Bridgestar Community Event Hosts Best-Selling Author Jim Collins

Boston, MA Jan. 12, 2005 – Jim Collins, best-selling author of Built to Last and Good to Great, recently spoke to a packed room of nonprofit leaders about how they can apply lessons from Good to Great to improve the effectiveness of their organizations and the sector as a whole. The event, entitled, "GOOD TO GREAT: Lessons for the Social Sector," was hosted by Bridgestar, an initiative of the Bridgespan Group whose goal is to attract, develop and connect senior leaders – established and aspiring – for greater effectiveness and social impact.

Detailed highlights of Collins' presentation are available in the January issue of "Leadership Matters" or online at http://capella.bridgestar.org/newsletters/January2005/default.htm.

Each month "Leadership Matters" picks a different theme designed as a conversation about how to build and sustain effective nonprofit organizations. "Leadership Matters" is available to all Bridgestar members or, for a complimentary subscription, please email subscribe@bridgestar.org. Previous issues have reported on the Bridgestar Survey on Governance Practices, offered the comprehensive "Guide to Navigating the Hiring Process," and have focused on topics such as the role of the nonprofit COO, improving nonprofit accountability, as well as best practices in compensation and performance evaluations.

Overview
Nonprofits organizations can become great, Collins said, but the challenges are more complex than for private sector companies. The reasons: first, it can be more difficult to run a nonprofit organization than a corporation because there is no single agreed-upon measure of success for a nonprofit, whereas it is easy to measure the success of a private sector company merely by the profit it generates.

Second, much of the funding available to nonprofits supports specific programs, not organizations. Additionally, in contrast to the private sector, where successful companies attract more capital, very successful nonprofit organizations can actually drive funding to less successful organizations because of the perception that the lesser performers need more help.

How do organizations become great? According to Collins, the country has become addicted to the concept of leadership. However, his research shows that greatness is not necessarily the result of charismatic leadership. Collins noted a negative correlation between charismatic leaders and great organizations. He explained that organizations dependent on charismatic leaders often can't be sustained, particularly if the leader leaves, while executives "afflicted with charisma bypass" get things done on the basis of fact and logical arguments, and have organizations that prevail over time. This does not mean that charismatic leaders are doomed to failure in building enduring greatness – indeed, leaders like Sam Walton and Thomas J. Watson Sr. did overcome their charisma to build organizations that transcended their personal presence – but, according to Colllins' research, those afflicted with charisma need to understand its limitations and deliberately compensate for its liabilities.

Moreover, he said, when charismatic leaders are wrong – and they can be wrong – the results are disastrous. (The solution for leaders blessed with charisma, Collins said, includes surrounding themselves with people who are not afraid to question ideas, concepts and beliefs.)

_Stated task a_: Translate this sentence from the Bridgestar event release into Spanish: "Second, much of the funding available to nonprofits supports specific programs, not organizations."

_Supplied data_:
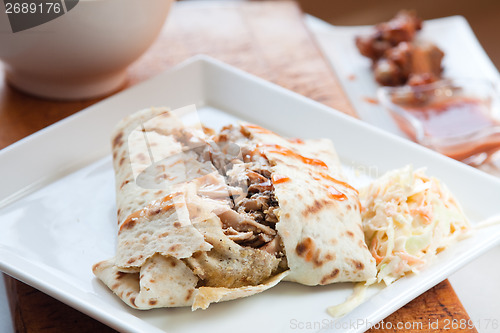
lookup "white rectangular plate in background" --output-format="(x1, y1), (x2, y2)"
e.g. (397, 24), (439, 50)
(0, 57), (500, 332)
(306, 16), (500, 137)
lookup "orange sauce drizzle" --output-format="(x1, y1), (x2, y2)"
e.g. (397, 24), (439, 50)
(313, 172), (361, 201)
(288, 138), (304, 145)
(118, 192), (182, 233)
(259, 144), (328, 169)
(244, 124), (277, 135)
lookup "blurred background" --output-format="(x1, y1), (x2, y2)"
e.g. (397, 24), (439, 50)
(184, 0), (500, 69)
(298, 0), (500, 69)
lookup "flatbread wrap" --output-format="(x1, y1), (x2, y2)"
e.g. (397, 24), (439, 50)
(93, 108), (376, 309)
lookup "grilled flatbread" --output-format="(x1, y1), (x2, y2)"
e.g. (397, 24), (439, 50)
(93, 109), (375, 309)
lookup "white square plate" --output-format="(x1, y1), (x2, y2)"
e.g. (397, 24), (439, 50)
(306, 16), (500, 138)
(0, 57), (500, 332)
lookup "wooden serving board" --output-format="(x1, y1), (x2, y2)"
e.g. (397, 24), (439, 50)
(0, 1), (476, 333)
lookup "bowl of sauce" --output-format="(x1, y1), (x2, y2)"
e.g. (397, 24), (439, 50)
(378, 79), (500, 166)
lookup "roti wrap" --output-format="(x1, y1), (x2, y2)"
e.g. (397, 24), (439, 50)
(93, 108), (375, 309)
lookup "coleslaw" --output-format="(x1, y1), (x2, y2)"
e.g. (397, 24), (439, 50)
(360, 166), (472, 285)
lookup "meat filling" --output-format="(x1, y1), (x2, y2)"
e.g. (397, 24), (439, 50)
(178, 126), (284, 258)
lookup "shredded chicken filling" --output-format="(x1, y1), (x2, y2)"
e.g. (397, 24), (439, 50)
(178, 126), (286, 258)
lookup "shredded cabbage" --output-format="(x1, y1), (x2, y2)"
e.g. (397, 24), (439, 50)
(360, 166), (471, 285)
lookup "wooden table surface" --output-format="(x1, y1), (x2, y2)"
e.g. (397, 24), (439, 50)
(0, 1), (476, 333)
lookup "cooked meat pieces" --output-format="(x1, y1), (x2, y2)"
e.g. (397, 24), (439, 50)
(356, 10), (422, 61)
(356, 11), (444, 86)
(183, 219), (282, 288)
(175, 126), (283, 256)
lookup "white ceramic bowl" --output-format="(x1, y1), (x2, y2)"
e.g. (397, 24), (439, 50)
(0, 0), (173, 99)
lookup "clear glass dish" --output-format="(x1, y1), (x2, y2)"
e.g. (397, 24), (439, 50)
(377, 79), (500, 166)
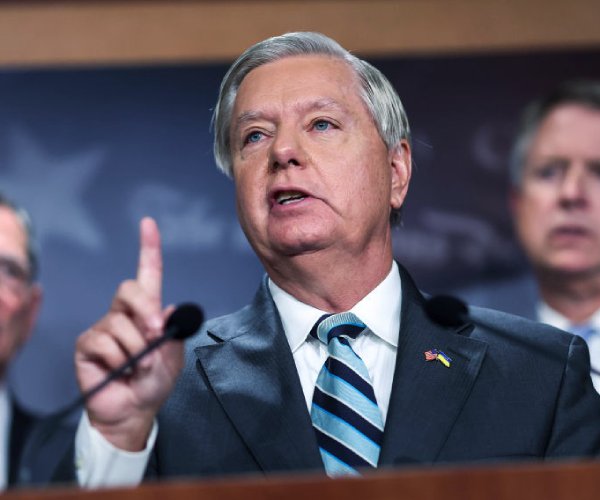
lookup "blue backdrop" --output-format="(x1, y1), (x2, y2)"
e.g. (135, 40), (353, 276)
(0, 50), (600, 412)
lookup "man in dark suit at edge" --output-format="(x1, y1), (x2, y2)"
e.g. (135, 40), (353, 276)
(68, 33), (600, 487)
(0, 193), (42, 489)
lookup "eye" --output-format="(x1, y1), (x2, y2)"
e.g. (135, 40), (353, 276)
(313, 120), (333, 132)
(532, 161), (568, 180)
(244, 130), (264, 144)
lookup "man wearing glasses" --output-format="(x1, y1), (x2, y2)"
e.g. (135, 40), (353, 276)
(0, 193), (42, 489)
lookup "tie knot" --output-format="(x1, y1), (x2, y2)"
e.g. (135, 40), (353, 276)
(569, 323), (596, 340)
(310, 312), (367, 345)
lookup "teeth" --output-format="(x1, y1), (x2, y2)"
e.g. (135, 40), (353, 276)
(277, 191), (306, 205)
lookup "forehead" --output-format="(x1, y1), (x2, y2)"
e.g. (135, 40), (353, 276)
(531, 104), (600, 158)
(234, 55), (364, 116)
(0, 206), (27, 260)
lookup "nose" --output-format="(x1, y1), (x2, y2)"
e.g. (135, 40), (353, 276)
(269, 128), (305, 171)
(559, 166), (587, 208)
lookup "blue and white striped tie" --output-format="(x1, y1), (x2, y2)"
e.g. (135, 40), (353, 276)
(310, 312), (383, 476)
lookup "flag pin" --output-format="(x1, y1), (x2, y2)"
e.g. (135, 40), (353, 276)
(424, 349), (452, 368)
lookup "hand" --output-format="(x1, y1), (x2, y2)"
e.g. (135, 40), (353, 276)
(75, 218), (183, 451)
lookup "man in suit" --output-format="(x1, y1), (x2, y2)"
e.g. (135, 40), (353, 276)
(462, 81), (600, 391)
(0, 194), (42, 488)
(68, 33), (600, 487)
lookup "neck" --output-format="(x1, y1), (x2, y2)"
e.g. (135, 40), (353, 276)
(265, 246), (392, 313)
(538, 273), (600, 324)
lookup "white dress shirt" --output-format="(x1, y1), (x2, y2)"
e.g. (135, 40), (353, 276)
(75, 262), (401, 488)
(537, 302), (600, 393)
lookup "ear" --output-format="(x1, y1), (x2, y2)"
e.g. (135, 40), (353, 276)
(508, 186), (521, 215)
(19, 283), (43, 345)
(389, 139), (412, 209)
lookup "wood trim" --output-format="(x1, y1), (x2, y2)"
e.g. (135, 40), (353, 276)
(0, 0), (600, 66)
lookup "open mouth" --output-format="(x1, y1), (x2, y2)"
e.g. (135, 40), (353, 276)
(275, 191), (307, 205)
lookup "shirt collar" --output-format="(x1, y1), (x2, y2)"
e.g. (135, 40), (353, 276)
(268, 261), (402, 352)
(538, 302), (600, 332)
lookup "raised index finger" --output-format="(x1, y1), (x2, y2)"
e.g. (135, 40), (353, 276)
(137, 217), (162, 307)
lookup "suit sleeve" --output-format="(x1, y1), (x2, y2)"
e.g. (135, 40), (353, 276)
(546, 335), (600, 458)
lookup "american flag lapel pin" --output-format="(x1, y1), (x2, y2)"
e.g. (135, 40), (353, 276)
(424, 349), (452, 368)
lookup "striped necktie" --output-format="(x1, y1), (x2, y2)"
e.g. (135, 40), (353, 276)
(310, 312), (383, 476)
(569, 323), (596, 342)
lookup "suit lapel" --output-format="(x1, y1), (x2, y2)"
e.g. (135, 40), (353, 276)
(195, 279), (323, 471)
(380, 268), (487, 465)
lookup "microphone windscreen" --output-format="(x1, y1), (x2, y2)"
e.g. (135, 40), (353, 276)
(165, 303), (204, 340)
(425, 295), (469, 326)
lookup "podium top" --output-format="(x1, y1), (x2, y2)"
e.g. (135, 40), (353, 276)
(3, 461), (600, 500)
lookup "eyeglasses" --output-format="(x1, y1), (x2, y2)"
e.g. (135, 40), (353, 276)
(0, 256), (31, 295)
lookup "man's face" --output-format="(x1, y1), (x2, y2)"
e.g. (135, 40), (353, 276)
(0, 207), (41, 379)
(513, 104), (600, 276)
(230, 56), (410, 263)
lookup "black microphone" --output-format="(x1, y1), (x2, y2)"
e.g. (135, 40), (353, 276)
(18, 303), (204, 484)
(425, 295), (471, 327)
(51, 303), (204, 420)
(425, 295), (600, 375)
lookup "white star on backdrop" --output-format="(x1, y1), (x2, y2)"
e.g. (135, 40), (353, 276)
(0, 129), (105, 251)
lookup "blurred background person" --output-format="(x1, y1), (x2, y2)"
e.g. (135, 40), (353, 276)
(0, 193), (42, 489)
(459, 81), (600, 392)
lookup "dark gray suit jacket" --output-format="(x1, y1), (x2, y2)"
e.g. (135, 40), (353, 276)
(149, 269), (600, 477)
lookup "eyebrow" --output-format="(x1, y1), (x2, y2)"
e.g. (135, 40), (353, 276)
(233, 97), (346, 133)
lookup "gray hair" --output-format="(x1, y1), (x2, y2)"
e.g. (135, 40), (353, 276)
(0, 193), (39, 283)
(212, 32), (410, 223)
(510, 81), (600, 188)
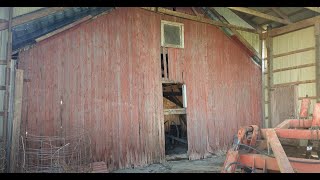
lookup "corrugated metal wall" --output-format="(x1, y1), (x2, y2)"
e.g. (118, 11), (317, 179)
(265, 26), (316, 122)
(19, 8), (261, 169)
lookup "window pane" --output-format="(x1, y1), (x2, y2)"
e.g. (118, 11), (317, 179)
(164, 24), (181, 45)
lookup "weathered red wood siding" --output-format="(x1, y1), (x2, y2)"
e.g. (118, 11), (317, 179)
(19, 8), (261, 169)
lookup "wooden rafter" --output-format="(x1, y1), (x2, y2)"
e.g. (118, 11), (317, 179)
(271, 7), (292, 23)
(0, 7), (68, 31)
(304, 7), (320, 13)
(208, 8), (261, 59)
(234, 11), (265, 32)
(258, 8), (305, 26)
(249, 9), (272, 21)
(142, 7), (259, 34)
(228, 7), (290, 24)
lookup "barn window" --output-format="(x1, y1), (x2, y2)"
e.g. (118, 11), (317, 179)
(161, 21), (184, 48)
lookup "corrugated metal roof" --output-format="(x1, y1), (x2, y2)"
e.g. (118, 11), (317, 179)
(12, 7), (111, 51)
(13, 7), (44, 17)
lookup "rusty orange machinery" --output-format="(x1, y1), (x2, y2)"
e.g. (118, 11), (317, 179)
(221, 98), (320, 173)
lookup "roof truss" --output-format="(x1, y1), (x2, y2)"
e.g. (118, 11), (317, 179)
(228, 7), (290, 24)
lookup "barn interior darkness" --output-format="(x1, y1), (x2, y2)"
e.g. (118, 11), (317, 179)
(162, 83), (188, 155)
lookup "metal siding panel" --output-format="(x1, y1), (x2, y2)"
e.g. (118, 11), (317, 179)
(273, 27), (316, 110)
(19, 8), (261, 170)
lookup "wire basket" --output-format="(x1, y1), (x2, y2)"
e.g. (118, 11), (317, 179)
(20, 128), (92, 173)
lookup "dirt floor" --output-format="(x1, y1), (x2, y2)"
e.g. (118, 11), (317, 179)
(112, 155), (225, 173)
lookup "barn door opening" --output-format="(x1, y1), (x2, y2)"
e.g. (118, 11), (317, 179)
(162, 83), (188, 158)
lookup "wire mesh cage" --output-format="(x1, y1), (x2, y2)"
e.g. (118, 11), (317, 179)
(19, 128), (92, 173)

_Stated task b_: Reproduce the rows starting at the first row and ending at the line that contains "(0, 50), (600, 412)", with the requests included and -144 added to every coordinate in the answers. Leave the pictures out.

_Result a_: En segundo lugar, gran parte de la financiación disponible para las organizaciones sin fines de lucro respalda programas específicos, no organizaciones.

_Result b_:
lookup "white rectangular plate in background" --output-format="(x1, y1), (x2, y2)"
e.g. (397, 24), (439, 50)
(-144, -87), (356, 188)
(162, -128), (356, -7)
lookup "orange sauce drizzle" --output-format="(x1, y1), (x2, y2)"
e.g. (397, 24), (439, 50)
(169, 28), (217, 57)
(144, -6), (160, 1)
(-26, 48), (38, 89)
(115, 0), (184, 25)
(100, -20), (133, -9)
lookup "blurred background" --output-format="(x1, y1), (x2, y2)"
e.g. (397, 24), (439, 50)
(40, -144), (356, -75)
(154, -144), (356, -75)
lookup "flatbread wrap" --output-format="(x1, y1), (x2, y2)"
e.g. (397, 24), (439, 50)
(-51, -36), (232, 165)
lookup "grilled flatbread" --output-format="(x1, y1), (x2, y2)"
e.g. (397, 24), (439, 50)
(-51, -35), (231, 165)
lookup "white square plate" --output-format="(x1, y1), (x2, y2)"
e.g. (397, 24), (439, 50)
(162, -128), (356, -6)
(-144, -87), (356, 188)
lookup "wooden serving board" --output-format="(x1, y1), (x2, y2)"
e.g. (397, 24), (439, 50)
(-144, -143), (332, 189)
lookup "bowl of sauce" --output-format="(x1, y1), (x2, y2)"
e.g. (397, 24), (439, 50)
(234, -65), (356, 22)
lookup "roti wrap" --output-format="(x1, y1), (x2, y2)"
e.g. (397, 24), (439, 50)
(-51, -36), (231, 165)
lookup "coleslaw" --output-format="(x1, y1), (x2, y2)"
e.g. (397, 24), (439, 50)
(216, 22), (328, 141)
lookup "meat filling" --output-format="(x1, y1), (x2, y2)"
e.g. (397, 24), (439, 50)
(34, -18), (140, 114)
lookup "shredded chicken filling" --output-format="(x1, y1), (x2, y2)"
e.g. (397, 24), (439, 50)
(34, -18), (142, 114)
lookup "shredded cabbage" --output-format="(x1, y1), (x2, y2)"
e.g. (397, 24), (439, 50)
(216, 22), (327, 141)
lookup "wooden table surface" --output-format="(x1, y1), (x2, y2)"
e.g. (397, 24), (439, 50)
(-144, -143), (332, 189)
lookup "cooked meat pieces" --output-format="(x1, y1), (x2, y2)"
e.g. (397, 24), (439, 50)
(212, -134), (278, -83)
(212, -133), (300, -58)
(39, 75), (138, 144)
(31, -18), (139, 112)
lookup "white ceramic bowl" --output-format="(x1, y1), (x2, y2)"
e.g. (397, 24), (439, 50)
(-144, -144), (29, -45)
lookup "clear glass dish" --output-format="(x1, y1), (x2, y2)"
e.g. (397, 24), (439, 50)
(233, -65), (356, 22)
lookup "blue backdrop" --output-format="(x1, y1), (x2, y2)"
e.g. (135, 40), (353, 276)
(-144, -94), (456, 268)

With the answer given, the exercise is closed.